TEXT BLOCK -
# # # # # # #

“Listen, the American voters remember Biden as the happy grandfather during the Obama presidency,” said a former Trump 2016 campaign official. “The more you can do to imprint a damaging impression of Biden heading into the fall, the better off the Trump campaign will be.”
A Trump campaign official defended the approach so far, saying the campaign has spent millions of dollars on digital and TV ads in recent weeks to hit Biden on his approach on China, energy, foreign policy, taxes and his economic record.
“It’s pretty clear how the campaign is messaging around Joe Biden: That he is an old school D.C. insider with bad policies who is a bad candidate to boot,” the official said. “You see it day after day.”
Biden has mostly stayed out of public view, apart from the occasional TV hits from his house with its backdrop of white bookshelves. He spurred a wave of controversy late last week when he said during a radio interview that African Americans who could not decide whether to support himself or Trump “ain’t black,” a gaffe that rankled huge swaths of the Democratic base. Biden apologized hours later amid the furor.
When Biden did emerge from his house on Monday to lay a wreath on Memorial Day, he did not offer prepared remarks. The main takeaway from his appearance was photographs of him wearing a black face mask in public, as the Centers for Disease Control and Prevention recommends when social distancing is not possible — a move Trump has refused to do publicly in White House meetings or events, or in visits outside of Washington.
Many Trump supporters and Republicans argue time is running out to settle on the most damaging messages attacking Biden before the conventions. Several insiders wish the campaign took him on more aggressively this spring, while the president handled the coronavirus response and took advantage of the optics of the White House to portray himself as a leader in a time of crisis.
The Trump campaign is taking steps to reorient its strategy heading into the summer. On Tuesday, the campaign elevated one of its top staffers, Bill Stepien, to deputy campaign manager — a move Trump aides and allies saw as necessary to promote greater political savviness and prior campaign experience within the ranks of the Trump 2020 team.

# # # # # # #

EXTRACTED DATA -

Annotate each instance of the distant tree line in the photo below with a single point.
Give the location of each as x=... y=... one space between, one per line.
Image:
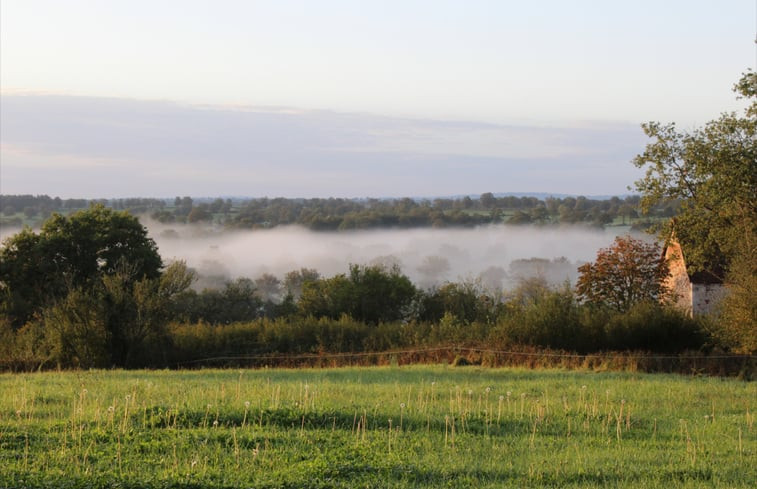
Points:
x=90 y=290
x=348 y=214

# # # # # # #

REQUIRED WORK -
a - Reproduce, word for word, the portion of the article on the Trump campaign and Biden that opens with the words containing "A Trump campaign" and closes with "amid the furor.".
b - In the article on the Trump campaign and Biden, what position was Bill Stepien elevated to?

ANSWER SECTION -
a -
A Trump campaign official defended the approach so far, saying the campaign has spent millions of dollars on digital and TV ads in recent weeks to hit Biden on his approach on China, energy, foreign policy, taxes and his economic record.
“It’s pretty clear how the campaign is messaging around Joe Biden: That he is an old school D.C. insider with bad policies who is a bad candidate to boot,” the official said. “You see it day after day.”
Biden has mostly stayed out of public view, apart from the occasional TV hits from his house with its backdrop of white bookshelves. He spurred a wave of controversy late last week when he said during a radio interview that African Americans who could not decide whether to support himself or Trump “ain’t black,” a gaffe that rankled huge swaths of the Democratic base. Biden apologized hours later amid the furor.

b - Deputy campaign manager.